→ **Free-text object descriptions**
┌────────
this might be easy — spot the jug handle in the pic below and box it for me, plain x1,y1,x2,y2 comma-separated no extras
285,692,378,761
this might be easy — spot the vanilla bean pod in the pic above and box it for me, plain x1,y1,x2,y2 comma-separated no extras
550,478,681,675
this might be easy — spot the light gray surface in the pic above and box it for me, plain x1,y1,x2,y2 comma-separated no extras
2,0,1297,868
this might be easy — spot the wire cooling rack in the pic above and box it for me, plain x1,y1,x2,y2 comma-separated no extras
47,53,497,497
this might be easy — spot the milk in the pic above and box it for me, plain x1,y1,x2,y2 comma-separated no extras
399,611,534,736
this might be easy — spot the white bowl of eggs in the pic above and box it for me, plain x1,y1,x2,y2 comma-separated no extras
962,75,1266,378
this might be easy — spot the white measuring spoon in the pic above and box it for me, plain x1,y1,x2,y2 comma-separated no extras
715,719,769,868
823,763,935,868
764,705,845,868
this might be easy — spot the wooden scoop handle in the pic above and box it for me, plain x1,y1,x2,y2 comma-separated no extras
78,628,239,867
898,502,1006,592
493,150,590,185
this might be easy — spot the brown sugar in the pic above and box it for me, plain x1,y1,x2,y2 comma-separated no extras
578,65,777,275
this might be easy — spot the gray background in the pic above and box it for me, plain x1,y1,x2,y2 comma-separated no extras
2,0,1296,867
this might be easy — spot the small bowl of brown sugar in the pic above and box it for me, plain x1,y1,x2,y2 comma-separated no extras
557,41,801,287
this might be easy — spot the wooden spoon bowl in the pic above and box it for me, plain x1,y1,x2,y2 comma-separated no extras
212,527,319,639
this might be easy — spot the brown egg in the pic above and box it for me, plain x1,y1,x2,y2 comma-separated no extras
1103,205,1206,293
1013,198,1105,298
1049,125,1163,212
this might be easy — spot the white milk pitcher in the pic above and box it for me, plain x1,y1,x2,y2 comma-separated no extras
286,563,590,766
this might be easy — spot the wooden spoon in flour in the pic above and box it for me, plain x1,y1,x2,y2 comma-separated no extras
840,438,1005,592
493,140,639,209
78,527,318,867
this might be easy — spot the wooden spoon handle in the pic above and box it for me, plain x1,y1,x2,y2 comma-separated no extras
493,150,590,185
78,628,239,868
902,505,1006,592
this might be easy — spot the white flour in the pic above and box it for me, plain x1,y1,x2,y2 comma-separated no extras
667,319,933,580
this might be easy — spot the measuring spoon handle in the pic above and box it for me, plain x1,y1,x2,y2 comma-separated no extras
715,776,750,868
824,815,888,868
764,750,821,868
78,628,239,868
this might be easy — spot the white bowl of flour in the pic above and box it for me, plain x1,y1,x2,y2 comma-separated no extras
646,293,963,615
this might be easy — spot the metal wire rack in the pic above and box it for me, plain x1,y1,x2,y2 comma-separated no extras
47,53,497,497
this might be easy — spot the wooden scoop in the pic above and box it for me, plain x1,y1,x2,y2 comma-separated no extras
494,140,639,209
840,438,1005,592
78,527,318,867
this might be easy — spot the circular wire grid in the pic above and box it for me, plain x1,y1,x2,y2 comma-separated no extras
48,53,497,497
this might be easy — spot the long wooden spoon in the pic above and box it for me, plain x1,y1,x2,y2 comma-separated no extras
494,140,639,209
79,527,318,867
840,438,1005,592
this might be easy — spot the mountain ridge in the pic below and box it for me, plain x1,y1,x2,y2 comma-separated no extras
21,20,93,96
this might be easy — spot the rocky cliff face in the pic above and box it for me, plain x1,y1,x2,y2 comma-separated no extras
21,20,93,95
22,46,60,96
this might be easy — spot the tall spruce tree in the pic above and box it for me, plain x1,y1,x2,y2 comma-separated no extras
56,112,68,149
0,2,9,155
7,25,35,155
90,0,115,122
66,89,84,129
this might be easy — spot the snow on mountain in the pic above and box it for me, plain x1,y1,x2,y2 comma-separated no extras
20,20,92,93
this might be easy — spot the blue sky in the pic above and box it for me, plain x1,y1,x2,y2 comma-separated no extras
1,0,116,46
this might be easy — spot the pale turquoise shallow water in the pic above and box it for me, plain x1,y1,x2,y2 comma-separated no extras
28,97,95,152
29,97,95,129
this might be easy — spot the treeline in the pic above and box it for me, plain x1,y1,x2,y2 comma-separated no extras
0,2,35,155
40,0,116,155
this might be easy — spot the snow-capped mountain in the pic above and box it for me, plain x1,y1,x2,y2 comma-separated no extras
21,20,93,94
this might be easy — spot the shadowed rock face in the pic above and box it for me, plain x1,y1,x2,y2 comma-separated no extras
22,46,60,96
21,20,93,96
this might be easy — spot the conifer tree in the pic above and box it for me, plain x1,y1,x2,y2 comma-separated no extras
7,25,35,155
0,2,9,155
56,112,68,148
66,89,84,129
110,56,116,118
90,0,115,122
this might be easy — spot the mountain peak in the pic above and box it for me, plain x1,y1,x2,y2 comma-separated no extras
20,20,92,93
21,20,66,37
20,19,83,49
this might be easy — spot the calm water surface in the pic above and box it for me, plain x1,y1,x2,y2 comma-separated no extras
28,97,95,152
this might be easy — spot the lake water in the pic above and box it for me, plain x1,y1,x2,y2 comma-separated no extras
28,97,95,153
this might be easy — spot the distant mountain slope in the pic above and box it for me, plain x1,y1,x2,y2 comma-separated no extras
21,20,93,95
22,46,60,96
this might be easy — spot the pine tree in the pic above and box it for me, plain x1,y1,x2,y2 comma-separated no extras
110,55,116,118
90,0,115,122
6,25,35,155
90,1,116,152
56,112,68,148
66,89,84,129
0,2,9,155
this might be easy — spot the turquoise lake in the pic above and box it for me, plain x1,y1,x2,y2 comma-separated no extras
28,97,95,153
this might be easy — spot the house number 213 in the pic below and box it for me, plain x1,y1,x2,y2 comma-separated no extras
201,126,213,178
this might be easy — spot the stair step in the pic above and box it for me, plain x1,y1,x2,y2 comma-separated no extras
└────────
Every entry above needs to be written out again exactly.

this might be easy — spot the jug handle in the pic below and box it for me, plain x1,y1,x2,y2 comma-separated no extras
285,692,378,761
this might be easy — spot the vanilla bean pod in the pic above and box it for me, plain x1,y1,x2,y2 comma-separated no extras
550,478,681,675
this might be easy — spot the light gray surface in the pic above and box it for me, plain x1,y1,x2,y2 comma-separated no extras
2,0,1297,868
this might be easy — spot the wire cooling rack in the pic above and box it for me, plain x1,y1,x2,y2 comma-separated no extras
47,53,497,497
this might be easy — spot the milk in the pic above and box it for me, plain x1,y1,x2,y2 comma-separated no extras
399,611,534,736
this might be easy — spot the white bowl of eggs in the pic above and box it for me, plain x1,y1,x2,y2 comma-separated no extras
962,75,1266,378
this might be easy — spot the white measuring spoon in the pic above and box it for me, plain x1,y1,x2,y2 comma-separated no extras
715,719,769,868
823,763,935,868
764,705,845,868
this might be easy — spot the wooden scoop handle in the pic above and box it for me, plain x1,y1,x2,y2 comma-separated no extras
78,628,239,867
898,502,1006,592
493,150,590,185
this might be easy — spot the brown sugar in the pic above and box it for me, plain x1,y1,x2,y2 comma-separated no extras
578,65,777,275
this might be easy — spot the gray background in the pic above and box it for me, plain x1,y1,x2,y2 comma-separated no extras
2,0,1296,867
this might be easy — spot the small bowl of brown sugar in the pic above and box it for me, plain x1,y1,x2,y2 comma-separated no extras
557,41,801,287
this might be easy — spot the wooden spoon bowl in the pic above and box it for me, plain x1,y1,x2,y2 comma-separated no extras
212,527,319,639
this might be easy — spot the brown egg in the pic above and box it for me, plain x1,y1,x2,y2 comma-separated no extras
1103,205,1206,293
1013,198,1105,298
1049,125,1163,212
this might be easy — spot the white milk pitcher in the pic above and box it for me, plain x1,y1,x2,y2 comma-separated no extras
286,563,590,766
this might be easy — spot the wooden spoon in flour in the pic above and box it for me, plain x1,y1,x2,y2 comma-separated no extras
840,438,1005,592
493,140,639,209
78,527,318,867
this might be easy — spot the wooden spoon handle in the pic above and box it for me, plain x1,y1,x2,y2 comma-separated no extras
493,150,590,185
78,628,239,868
902,505,1006,592
this might be easy — spot the white flour in the pic above and box it for me, plain x1,y1,x2,y2 comma-separated no extras
667,319,933,580
this might be easy — spot the measuring spoon handle in the pic above and box it for me, plain x1,y1,x2,y2 comma-separated no extras
715,776,750,868
824,815,888,868
764,750,821,868
78,628,239,868
this might be easy — spot the white bowl of flour in the pic above and box it for me, plain x1,y1,x2,y2 comma-separated no extras
646,293,963,615
this might be easy — spot the metal wire rack in the pic above and box it for me, plain x1,y1,x2,y2 comma-separated no extras
47,53,497,497
this might be easy — spot the wooden scoop in the pic above and box it for me, plain x1,y1,x2,y2 comma-separated no extras
494,140,639,209
840,438,1005,592
78,527,318,867
this might be easy — spot the circular wire grid in the pic above and box it for me, plain x1,y1,x2,y2 comma-separated no extras
48,53,497,497
this might be easy — spot the long wooden spoon in the pic above and box it for me, plain x1,y1,x2,y2 comma-separated no extras
494,140,639,209
79,527,318,867
840,438,1005,592
this might be easy — spot the mountain ridge in the pic below and box it for me, plain x1,y1,x2,y2 comma-separated no extras
21,20,93,96
this might be easy — spot the rocky cliff face in the pic above and box it for me, plain x1,y1,x2,y2 comma-separated no extras
21,20,93,95
22,46,60,96
this might be easy — spot the tall spruce tree in the pic above and box it for me, plain x1,y1,x2,y2 comma-separated no extras
56,112,68,149
0,2,9,155
7,25,35,155
90,0,115,122
66,89,84,129
this might be easy — spot the snow on mountain in the pic above and box it for me, plain x1,y1,x2,y2 comma-separated no extras
20,20,92,93
this might be easy — spot the blue sky in the pic above and box it for me, plain x1,y1,x2,y2 comma-separated no extras
1,0,116,46
this might be easy — spot the pale turquoise shallow water in the pic above and box it for me, plain x1,y1,x2,y2 comma-separated no extras
28,97,95,152
29,97,95,129
this might be easy — spot the treeline in the pic above and box it for me, plain x1,y1,x2,y2 comma-separated no extras
0,2,35,155
40,0,116,155
this might be easy — spot the snow-capped mountain in the pic above and box it for me, plain x1,y1,x2,y2 comma-separated no extras
21,20,93,94
this might be easy — spot the shadowed rock face in the pic above and box it for me, plain x1,y1,x2,y2 comma-separated no extras
22,46,60,96
21,20,93,96
this might be easy — spot the conifer tree in the pic above and box it for me, plain x1,y1,x2,y2 comma-separated no extras
7,25,35,155
0,2,9,155
56,112,68,148
66,89,84,129
110,56,116,118
90,0,115,122
this might be easy — spot the mountain peak in the pic above and box it for me, plain x1,y1,x2,y2 comma-separated no extras
20,20,92,93
21,20,66,37
20,19,83,49
this might be easy — spot the calm water surface in the pic above and box it for me, plain x1,y1,x2,y2 comma-separated no extras
28,97,95,152
this might be easy — spot the lake water in the pic above and box it for me, plain x1,y1,x2,y2 comma-separated no extras
28,97,95,153
this might be easy — spot the distant mountain slope in the pic above and box it for me, plain x1,y1,x2,y2 comma-separated no extras
21,20,93,95
22,46,60,96
this might be easy — spot the pine tree in the pic above and box it for me, plain x1,y1,x2,y2 comma-separated no extras
110,55,116,118
90,0,115,122
6,25,35,155
90,1,116,152
56,112,68,148
66,89,84,129
0,2,9,155
this might be easy — spot the turquoise lake in the pic above and box it for me, plain x1,y1,x2,y2 comma-separated no extras
28,97,95,153
this might be easy — spot the house number 213 in the pic below and box it for me, plain x1,y1,x2,y2 comma-separated no extras
201,126,213,178
this might be easy — spot the stair step in the pic above and box it for me, plain x1,y1,x2,y2 comma-separated no extras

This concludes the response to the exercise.